Extracted entries:
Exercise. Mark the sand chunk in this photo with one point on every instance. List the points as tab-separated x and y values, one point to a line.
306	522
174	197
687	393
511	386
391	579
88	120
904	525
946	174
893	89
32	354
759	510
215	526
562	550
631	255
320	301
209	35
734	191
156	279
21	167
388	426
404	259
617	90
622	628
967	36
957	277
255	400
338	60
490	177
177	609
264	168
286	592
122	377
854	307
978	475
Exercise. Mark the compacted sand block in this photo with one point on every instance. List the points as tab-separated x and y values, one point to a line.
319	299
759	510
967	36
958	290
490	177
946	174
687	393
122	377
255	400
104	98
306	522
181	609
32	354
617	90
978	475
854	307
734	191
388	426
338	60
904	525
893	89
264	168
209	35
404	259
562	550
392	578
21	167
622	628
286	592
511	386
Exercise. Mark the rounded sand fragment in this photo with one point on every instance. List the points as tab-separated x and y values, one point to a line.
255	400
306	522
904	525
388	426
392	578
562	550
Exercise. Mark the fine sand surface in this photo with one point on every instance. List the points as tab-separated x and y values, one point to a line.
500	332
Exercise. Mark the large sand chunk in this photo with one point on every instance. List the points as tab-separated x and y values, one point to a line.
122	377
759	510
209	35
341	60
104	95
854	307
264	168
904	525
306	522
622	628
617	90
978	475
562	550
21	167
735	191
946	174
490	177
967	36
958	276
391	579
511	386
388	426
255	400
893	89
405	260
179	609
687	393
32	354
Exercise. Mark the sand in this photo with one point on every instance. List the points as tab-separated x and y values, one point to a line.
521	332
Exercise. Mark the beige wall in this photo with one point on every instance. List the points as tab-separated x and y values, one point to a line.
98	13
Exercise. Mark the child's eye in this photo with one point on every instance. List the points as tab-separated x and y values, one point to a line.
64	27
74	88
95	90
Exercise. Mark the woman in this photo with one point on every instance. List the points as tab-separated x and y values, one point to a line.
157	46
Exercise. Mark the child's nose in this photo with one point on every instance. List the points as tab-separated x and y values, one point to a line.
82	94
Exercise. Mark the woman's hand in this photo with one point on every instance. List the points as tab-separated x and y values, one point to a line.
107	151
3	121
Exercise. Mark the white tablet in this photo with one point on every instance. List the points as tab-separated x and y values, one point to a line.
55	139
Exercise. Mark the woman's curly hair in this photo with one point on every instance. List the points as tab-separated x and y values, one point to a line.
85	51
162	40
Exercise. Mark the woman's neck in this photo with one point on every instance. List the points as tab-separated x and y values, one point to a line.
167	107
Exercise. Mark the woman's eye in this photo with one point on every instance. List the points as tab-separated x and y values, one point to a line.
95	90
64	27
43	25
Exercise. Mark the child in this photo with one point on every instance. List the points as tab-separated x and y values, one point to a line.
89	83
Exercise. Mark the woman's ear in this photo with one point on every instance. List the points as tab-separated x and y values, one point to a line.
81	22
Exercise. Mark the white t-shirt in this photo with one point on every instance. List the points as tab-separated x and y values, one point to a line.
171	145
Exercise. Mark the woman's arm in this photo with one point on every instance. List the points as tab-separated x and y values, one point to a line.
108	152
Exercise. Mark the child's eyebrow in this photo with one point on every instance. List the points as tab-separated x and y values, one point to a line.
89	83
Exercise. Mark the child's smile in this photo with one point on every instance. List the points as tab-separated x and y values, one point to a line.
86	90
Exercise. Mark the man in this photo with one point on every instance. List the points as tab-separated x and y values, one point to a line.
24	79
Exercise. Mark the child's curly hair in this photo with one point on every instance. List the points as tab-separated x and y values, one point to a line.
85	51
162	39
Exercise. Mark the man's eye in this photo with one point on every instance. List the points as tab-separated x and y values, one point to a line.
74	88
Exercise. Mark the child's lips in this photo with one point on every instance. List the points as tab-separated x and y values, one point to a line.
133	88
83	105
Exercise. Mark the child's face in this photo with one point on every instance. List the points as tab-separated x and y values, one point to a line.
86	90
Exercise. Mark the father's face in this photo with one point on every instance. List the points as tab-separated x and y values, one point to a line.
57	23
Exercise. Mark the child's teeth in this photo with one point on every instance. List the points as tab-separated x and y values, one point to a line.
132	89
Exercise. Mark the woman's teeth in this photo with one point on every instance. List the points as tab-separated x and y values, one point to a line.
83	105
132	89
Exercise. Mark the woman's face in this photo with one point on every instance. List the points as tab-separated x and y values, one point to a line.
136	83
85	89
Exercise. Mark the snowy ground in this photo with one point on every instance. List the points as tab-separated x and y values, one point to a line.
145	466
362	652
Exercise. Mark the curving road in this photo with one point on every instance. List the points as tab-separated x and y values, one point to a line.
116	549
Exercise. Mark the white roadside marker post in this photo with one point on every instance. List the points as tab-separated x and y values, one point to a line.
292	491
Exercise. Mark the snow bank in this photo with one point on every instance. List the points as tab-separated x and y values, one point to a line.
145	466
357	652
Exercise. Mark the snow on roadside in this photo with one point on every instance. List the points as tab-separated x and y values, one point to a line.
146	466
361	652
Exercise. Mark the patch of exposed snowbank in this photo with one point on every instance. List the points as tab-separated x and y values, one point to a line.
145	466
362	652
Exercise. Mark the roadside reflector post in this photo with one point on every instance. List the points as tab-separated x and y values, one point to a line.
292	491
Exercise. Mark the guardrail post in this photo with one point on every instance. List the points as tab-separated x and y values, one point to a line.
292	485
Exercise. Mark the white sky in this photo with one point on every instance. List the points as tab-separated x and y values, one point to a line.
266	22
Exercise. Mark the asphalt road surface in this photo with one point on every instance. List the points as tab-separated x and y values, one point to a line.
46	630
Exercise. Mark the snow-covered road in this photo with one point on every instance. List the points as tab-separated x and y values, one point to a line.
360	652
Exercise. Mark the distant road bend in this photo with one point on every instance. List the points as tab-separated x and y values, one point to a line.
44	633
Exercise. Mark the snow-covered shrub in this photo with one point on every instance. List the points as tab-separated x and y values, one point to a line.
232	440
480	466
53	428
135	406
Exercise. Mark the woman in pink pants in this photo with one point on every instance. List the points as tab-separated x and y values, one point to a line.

Required work: Exactly as they are written, print the entries again.

Written reply:
Exercise. Mark the sand chunk in this photo with one point on every instance. List the points as tab-separated x and y values, one point to a line.
306	522
174	197
687	393
511	386
391	579
88	120
904	525
946	174
893	89
32	354
759	510
215	526
562	550
631	255
320	301
209	35
734	191
156	279
21	167
388	426
404	259
617	90
622	628
967	36
957	277
255	400
338	60
490	177
177	609
264	168
286	592
122	377
854	307
978	475
Exercise. Mark the compacted sand block in this photo with one point on every instance. List the points as tab-separated x and y values, one point to a line.
319	299
759	510
967	36
958	290
490	177
946	174
687	393
122	377
255	400
104	98
306	522
181	609
32	354
617	90
978	475
854	307
734	191
388	426
338	60
904	525
893	89
264	168
209	35
404	259
562	550
392	578
21	167
622	628
286	592
511	386
Exercise. Mark the rounded sand fragment in this photo with one point on every instance. List the points as tab-separated x and y values, one point to a line.
255	400
306	522
904	525
388	426
392	578
562	550
Exercise. Mark the fine sand surface in this photo with one point on every instance. List the points as tab-separated x and y values, one point to a line.
500	332
Exercise. Mark the large sand chunk in this photo with one point on every instance. List the points as tab-separated x and y values, one point to a line.
122	377
759	510
209	35
341	60
104	95
854	307
264	168
904	525
306	522
622	628
617	90
978	475
562	550
21	167
735	191
946	174
490	177
967	36
958	276
391	579
511	386
388	426
255	400
893	89
405	260
179	609
687	393
32	354
Exercise. Mark the sand in this photo with one point on every instance. List the points as tab-separated x and y values, one point to a line.
521	332
Exercise. Mark the beige wall in this photo with one point on every instance. List the points as tab-separated x and y values, one point to a line.
98	13
Exercise. Mark the child's eye in this photo with one point on every instance. List the points as tab-separated x and y values, one point to a line.
64	27
74	88
95	90
Exercise. Mark the woman in this photo with one point on every instance. List the points as tab-separated x and y values, one point to a line.
157	46
Exercise. Mark the child's nose in this photo with one point on every instance. List the points as tab-separated x and y values, one point to a line.
82	94
Exercise. Mark the woman's hand in this photo with one point on every instance. List the points as tab-separated x and y values, one point to a line.
107	151
3	121
Exercise. Mark the white tablet in this photo with one point on every instance. List the points as tab-separated x and y values, one point to a line.
55	139
Exercise. Mark the woman's curly hair in this photo with one point on every instance. List the points as tab-separated x and y values, one point to a line.
85	51
162	40
Exercise. Mark the woman's neck in this photo with one point on every instance. List the points as tab-separated x and y values, one point to a line.
167	107
Exercise. Mark the woman's eye in this photo with one point on every instance. List the points as tab-separated x and y values, one point to a line.
95	90
64	27
43	25
Exercise. Mark the child in this photo with one point on every instance. List the points as tab-separated x and y values, one point to a line.
89	83
Exercise. Mark the woman's ear in this photo with one point on every instance. List the points as tab-separated x and y values, one point to a line.
81	22
Exercise. Mark the white t-shirt in this photo with one point on every instance. List the points as tab-separated x and y values, one point to a line.
171	145
Exercise. Mark the woman's arm in this photo with one point on every instance. List the points as tab-separated x and y values, one point to a line.
108	152
Exercise. Mark the child's eyebrow in this photo with one point on every instance. List the points as tab-separated x and y values, one point to a line.
89	83
Exercise. Mark the child's smile in this photo with one point on every instance. List the points as tab-separated x and y values, one point to a line.
86	90
Exercise. Mark the man in this photo with one point on every instance. List the points as tab-separated x and y values, one point to a line.
24	79
Exercise. Mark the child's curly hair in this photo with one point on every instance. List the points as tab-separated x and y values, one point to a line.
85	51
162	39
Exercise. Mark the man's eye in this photo with one point on every instance. List the points as tab-separated x and y values, one point to a line.
74	88
Exercise. Mark the child's lips in this photo with one point on every instance. List the points as tab-separated x and y values, one point to a line.
133	88
83	105
Exercise. Mark the child's face in this photo with one point on every instance. List the points as tab-separated x and y values, one point to a line.
86	90
Exercise. Mark the father's face in this photo with one point on every instance. List the points as tab-separated x and y values, one point to a line.
57	23
Exercise. Mark the child's teeth in this photo with one point on every instance. List the points as tab-separated x and y values, one point to a line.
132	89
Exercise. Mark the woman's teeth in this photo with one point on every instance. List the points as tab-separated x and y values, one point to a line.
83	105
132	89
Exercise. Mark the woman's face in this photo with one point on every instance. List the points as tab-separated x and y values, one point to a line.
136	83
85	89
Exercise. Mark the snowy ground in this photo with one point on every instance. List the points as tab-separated x and y values, one point to a line.
145	466
362	652
Exercise. Mark the curving road in this photo with one point on every instance. List the points as tab-separated x and y values, one point to a line.
116	549
Exercise. Mark the white roadside marker post in this photo with one point on every instance. List the points as tab-separated x and y values, one point to a line.
292	491
Exercise. Mark the snow bank in this photo with one point on every instance. List the points as tab-separated x and y values, one point to a line.
145	466
357	652
Exercise. Mark the snow on roadside in this photo with one point on every instance. List the points as tab-separated x and y values, one point to a line.
146	466
361	652
Exercise. Mark the patch of exposed snowbank in this photo with one point on every instance. List the points as tab-separated x and y values, one point to a line.
145	466
362	652
Exercise. Mark the roadside reflector post in this photo with one point on every instance. List the points as tab-separated x and y values, one point to a line.
292	491
Exercise. Mark the guardrail post in this photo with one point on every instance. List the points as tab-separated x and y values, one point to a line.
292	485
Exercise. Mark the white sky in this photo with one point on every instance. List the points as tab-separated x and y values, one point to a line.
266	22
Exercise. Mark the asphalt road surface in this photo with one point on every instance. List the points as tab-separated x and y values, one point to a line.
46	630
Exercise. Mark the snow-covered road in this photo with one point on every instance. List the points as tab-separated x and y values, one point to a line.
360	652
Exercise. Mark the distant road bend in this photo with one point on every instance. List the points as tab-separated x and y values, one point to a line.
44	633
Exercise. Mark the snow-covered shrub in this photo with one point on every instance. List the points as tab-separated x and y values, one point to a line.
232	440
480	466
53	428
135	406
Exercise. Mark the woman in pink pants in this photo with one point on every instance. List the points as tab-separated x and y values, one point to a line.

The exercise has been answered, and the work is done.